- _Listing_
:::::
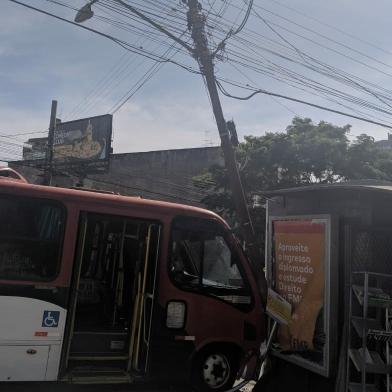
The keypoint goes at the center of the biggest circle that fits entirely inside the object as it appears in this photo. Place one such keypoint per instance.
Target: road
(62, 387)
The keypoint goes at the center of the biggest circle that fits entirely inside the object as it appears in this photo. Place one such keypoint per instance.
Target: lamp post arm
(156, 25)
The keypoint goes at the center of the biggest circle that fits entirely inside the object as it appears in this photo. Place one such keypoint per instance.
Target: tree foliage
(306, 153)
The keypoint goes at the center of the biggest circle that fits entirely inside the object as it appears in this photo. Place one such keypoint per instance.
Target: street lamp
(85, 12)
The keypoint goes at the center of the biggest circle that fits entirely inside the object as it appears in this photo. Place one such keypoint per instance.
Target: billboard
(299, 252)
(85, 141)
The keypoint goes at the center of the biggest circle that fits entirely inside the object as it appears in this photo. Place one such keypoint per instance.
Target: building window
(30, 239)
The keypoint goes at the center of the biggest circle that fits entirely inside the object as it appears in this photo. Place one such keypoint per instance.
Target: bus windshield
(202, 259)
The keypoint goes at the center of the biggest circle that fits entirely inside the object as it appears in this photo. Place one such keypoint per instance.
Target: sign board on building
(298, 263)
(83, 141)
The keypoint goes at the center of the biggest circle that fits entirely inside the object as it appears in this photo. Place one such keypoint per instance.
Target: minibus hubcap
(216, 370)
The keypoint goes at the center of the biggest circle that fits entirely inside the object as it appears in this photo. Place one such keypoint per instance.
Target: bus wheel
(214, 370)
:::::
- _Exercise objective_
Update all of the records above by replacing "biggest" with "largest" wherever it occurs, leaving everything else unchanged, and omit the pictures from your answer.

- _Expected answer_
The keypoint goes at the center of the largest circle that fits entirely inside the object as it appears in this photo. Place one such keypoint per instance.
Target: road
(62, 387)
The keypoint goes at the center of the largest circle that fits entirely inside the object as it appears in this photo. Place one such keypoint per instance.
Target: lamp post arm
(156, 25)
The keypoint goes at the center of the largest circle that fits entirely inside the object as it appears in this photo. Place one such keypoint per instance.
Target: tree foliage
(306, 153)
The keypoint goes at the center of the largest circle that fits entirely inside the object as it appears in this photo. Place one such keypoint per instance.
Target: street lamp
(85, 12)
The keypoint goes at the center of the largest circle that fits entirely inside the object as it appears in this photo. Place one such keypoint per instance.
Target: billboard
(299, 252)
(85, 141)
The keypoint goes at the center of the largest circle that fits entirely inside the object as it appears in this photo. Place one such keypoint per instance.
Target: building window
(30, 239)
The keypoint goes at the center of the largest circle that fits entirely inside the object as it appears in this photo. Place one such keypoint per instance.
Target: bus windshield
(202, 259)
The keypoint goes at the center of the largest circle that fits entirely inside the object as it appears in this photo. Place one such keypoint per instance.
Target: sign board on building
(298, 263)
(83, 141)
The keypoint goes at the center of the largest circle that fits entirely inside the object as it appears in this photo. Place one such keypoint per instance.
Target: minibus hubcap
(216, 370)
The keypoint goes at the center of the largest circle that fits entirely inside the object as it appears in this photo. Place one such keypoint per instance.
Target: bus wheel
(214, 370)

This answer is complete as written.